══ Working data ══
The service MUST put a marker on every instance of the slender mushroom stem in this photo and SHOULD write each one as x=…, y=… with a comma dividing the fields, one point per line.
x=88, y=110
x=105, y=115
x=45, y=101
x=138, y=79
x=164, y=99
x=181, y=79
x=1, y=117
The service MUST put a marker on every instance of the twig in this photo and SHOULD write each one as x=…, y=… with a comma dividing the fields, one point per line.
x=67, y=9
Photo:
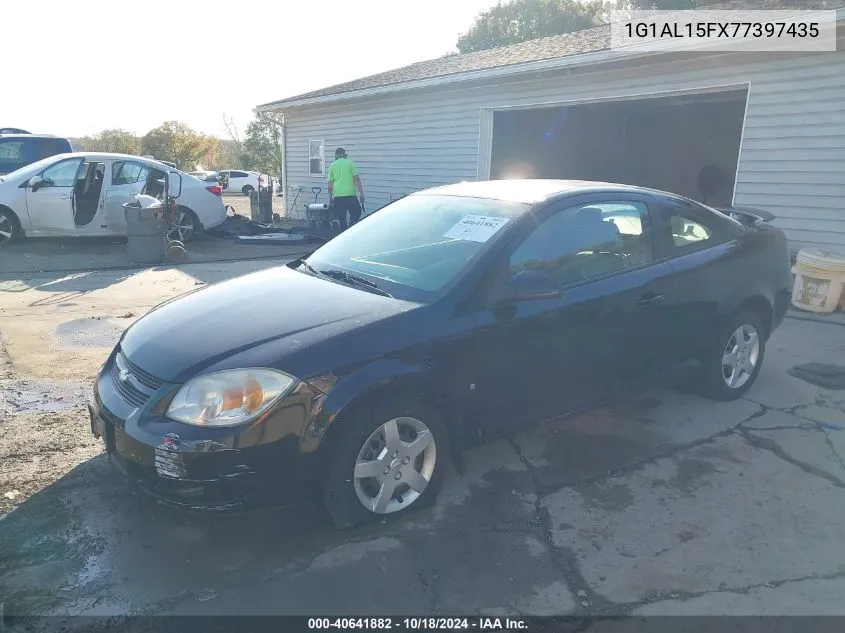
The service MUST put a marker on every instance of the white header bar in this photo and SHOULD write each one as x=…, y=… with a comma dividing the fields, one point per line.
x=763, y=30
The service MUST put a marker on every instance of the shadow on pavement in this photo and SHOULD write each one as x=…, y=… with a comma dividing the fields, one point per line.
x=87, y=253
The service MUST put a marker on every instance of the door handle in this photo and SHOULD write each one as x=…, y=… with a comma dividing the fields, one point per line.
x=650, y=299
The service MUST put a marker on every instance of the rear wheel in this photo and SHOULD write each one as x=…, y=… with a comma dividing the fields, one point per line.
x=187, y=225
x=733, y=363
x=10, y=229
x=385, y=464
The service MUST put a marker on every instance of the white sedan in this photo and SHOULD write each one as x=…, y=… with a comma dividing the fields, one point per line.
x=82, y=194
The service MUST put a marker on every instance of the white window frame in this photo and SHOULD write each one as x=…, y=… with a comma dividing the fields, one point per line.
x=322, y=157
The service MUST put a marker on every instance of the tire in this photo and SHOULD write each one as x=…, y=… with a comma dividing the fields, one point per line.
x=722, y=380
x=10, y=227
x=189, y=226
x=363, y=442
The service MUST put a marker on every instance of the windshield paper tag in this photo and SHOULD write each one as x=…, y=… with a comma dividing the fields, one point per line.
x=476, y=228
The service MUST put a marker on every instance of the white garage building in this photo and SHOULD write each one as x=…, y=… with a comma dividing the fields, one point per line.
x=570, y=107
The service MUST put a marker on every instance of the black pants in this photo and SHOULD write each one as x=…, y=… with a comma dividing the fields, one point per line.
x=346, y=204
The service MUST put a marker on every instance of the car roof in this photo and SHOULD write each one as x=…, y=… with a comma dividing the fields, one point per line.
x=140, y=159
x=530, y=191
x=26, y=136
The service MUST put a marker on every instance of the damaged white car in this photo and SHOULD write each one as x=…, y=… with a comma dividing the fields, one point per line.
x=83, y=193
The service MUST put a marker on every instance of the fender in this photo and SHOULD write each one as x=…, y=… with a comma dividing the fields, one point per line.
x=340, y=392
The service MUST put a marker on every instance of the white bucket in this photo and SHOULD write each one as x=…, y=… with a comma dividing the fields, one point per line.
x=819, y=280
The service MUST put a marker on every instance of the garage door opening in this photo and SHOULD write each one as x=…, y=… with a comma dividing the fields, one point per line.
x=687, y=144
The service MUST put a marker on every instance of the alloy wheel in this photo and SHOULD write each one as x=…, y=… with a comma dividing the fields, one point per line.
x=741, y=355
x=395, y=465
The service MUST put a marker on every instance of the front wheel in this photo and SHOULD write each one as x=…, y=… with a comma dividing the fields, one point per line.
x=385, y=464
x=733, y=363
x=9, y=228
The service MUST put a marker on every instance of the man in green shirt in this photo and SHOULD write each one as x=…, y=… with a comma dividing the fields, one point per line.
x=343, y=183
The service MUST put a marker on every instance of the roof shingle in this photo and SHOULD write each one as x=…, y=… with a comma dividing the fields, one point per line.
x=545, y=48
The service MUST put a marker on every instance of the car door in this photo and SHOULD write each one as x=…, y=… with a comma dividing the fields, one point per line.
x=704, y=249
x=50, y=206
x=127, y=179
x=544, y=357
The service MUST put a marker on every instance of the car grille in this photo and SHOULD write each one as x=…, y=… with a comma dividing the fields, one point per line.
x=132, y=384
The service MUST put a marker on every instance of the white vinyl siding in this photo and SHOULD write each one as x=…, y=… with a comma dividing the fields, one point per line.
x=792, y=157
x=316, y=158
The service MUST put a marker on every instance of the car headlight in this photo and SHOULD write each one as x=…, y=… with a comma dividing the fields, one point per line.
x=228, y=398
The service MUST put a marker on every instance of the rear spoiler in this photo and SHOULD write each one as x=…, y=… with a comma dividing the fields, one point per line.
═══
Task prompt:
Any picture in the material is to be left out, and everything else is to be retyped as is.

Solution for this problem:
The service MUST put a marker on every instance of the slender mushroom stem in this photo and SHOULD write each one as x=…, y=… with a comma dividing the fields, one point per line.
x=88, y=110
x=105, y=115
x=45, y=101
x=138, y=79
x=164, y=99
x=181, y=79
x=1, y=117
The service MUST put a marker on every instance of the twig in this photo and SHOULD write each one as x=…, y=… with a comma dividing the fields, one point per line.
x=67, y=9
Photo:
The service MUST put a marker on every instance of the white header bar in this photo and SHOULD write each one as x=…, y=… with a comma dividing the fields, one point per line.
x=763, y=30
The service MUST put a marker on every instance of the shadow on pavement in this photo and SHOULD write each one as x=…, y=… with a comma dividing the fields, one point per line.
x=87, y=253
The service MUST put a marker on every instance of the door handle in this photo and SHOULD write each one as x=…, y=… with a comma dividing the fields, one point per line.
x=650, y=299
The service MUST put a marker on every instance of the rear wheel in this photo and SHOULD write each one as x=…, y=… with a comma dividing the fields, one point per line.
x=187, y=225
x=733, y=363
x=10, y=229
x=385, y=464
The service MUST put a marker on every instance of the white sedan in this photo and SHOULD write each one as x=…, y=… with a comma dividing the fields, one point per line.
x=82, y=194
The service MUST put a marker on every instance of the white window frame in this photo and SHOULD write each one as x=…, y=… with a comma dividing the fields, one point per line.
x=322, y=157
The service MUST put a marker on every instance of the tire in this photo and SHOULD write each one as x=…, y=… with a comma dividing the fields, one point per line.
x=722, y=380
x=10, y=227
x=189, y=226
x=363, y=442
The service MUST put a marker on every instance of the windshield paper tag in this photo and SHOULD write each one as x=…, y=… with a comma dividing the fields, one point per line.
x=476, y=228
The service MUST put a marker on every instance of the white garage building in this photo and SHOULD write each one as x=…, y=… with a comma dividing the fields, one point per line.
x=570, y=107
The service MUST put a marker on every instance of the black pants in this photo and SHOULD write each one as x=…, y=… with a comma dividing the fields, one point per line.
x=346, y=204
The service MUST put a marker on every instance of the car roof in this photo and SHOULD write each one as x=…, y=… with a comma dividing the fields, one point per line.
x=140, y=159
x=530, y=191
x=26, y=136
The service MUST put a marker on every instance of the damaged white car in this photo and SHOULD write each one as x=…, y=… with a comma dividing the fields, one point per line.
x=83, y=193
The service MUST put a marker on every instance of the fender in this photo and SHOULD write each one as x=…, y=… with a comma dividing the fields, one point per line.
x=340, y=392
The service MUST put a marker on every instance of the white bucket in this photo and SHOULD write each one as x=…, y=… with a comma dividing the fields, one point per line.
x=819, y=280
The service MUST put a marker on every instance of the garage door opening in this photo and SHOULD write each one as x=…, y=… with a comma dividing the fields, one point per line.
x=687, y=144
The service MUST put a marker on every instance of the alloy wheel in this photo and SHOULD write each one as x=…, y=… with a comma dividing the fields, one point per line.
x=741, y=355
x=395, y=465
The service MUST put a marker on every instance of the front wheel in this photo and SHOULD write each one as x=…, y=… with a comma dividing the fields, one point per line.
x=385, y=464
x=733, y=363
x=9, y=228
The service MUST put a marker on every instance of the man in green shirt in this photo and SHOULD write each one as x=…, y=… with a comma dividing the fields, one point per line.
x=343, y=183
The service MUST put a marker on every instance of the roof shingle in this photo and SHOULD write each one as x=…, y=… with a comma dividing the fields, one point per line.
x=545, y=48
The service MUST put a marker on every instance of the car door in this photo and SHOULD write each one as x=…, y=… with a comma dividing the fields, one point per line.
x=704, y=249
x=50, y=206
x=127, y=179
x=544, y=357
The service MUST put a marker on every instance of the car grille in this photo and SHOULD write each one as x=…, y=… with a comma dividing the fields, one point per line.
x=132, y=384
The service MUST put a marker on every instance of the white vinyl siding in this photo and SHOULD write each one as x=…, y=… with a comma dividing the fields, one point per line.
x=792, y=157
x=316, y=158
The service MUST put a marker on every instance of the car headlight in this photo and SHOULD write each one as x=…, y=… with a comma dividing the fields, one point per line.
x=228, y=398
The service MUST put a marker on every instance of the rear spoiler in this photo and SHOULD write each one as x=…, y=… with a comma dividing the fields, one point per line.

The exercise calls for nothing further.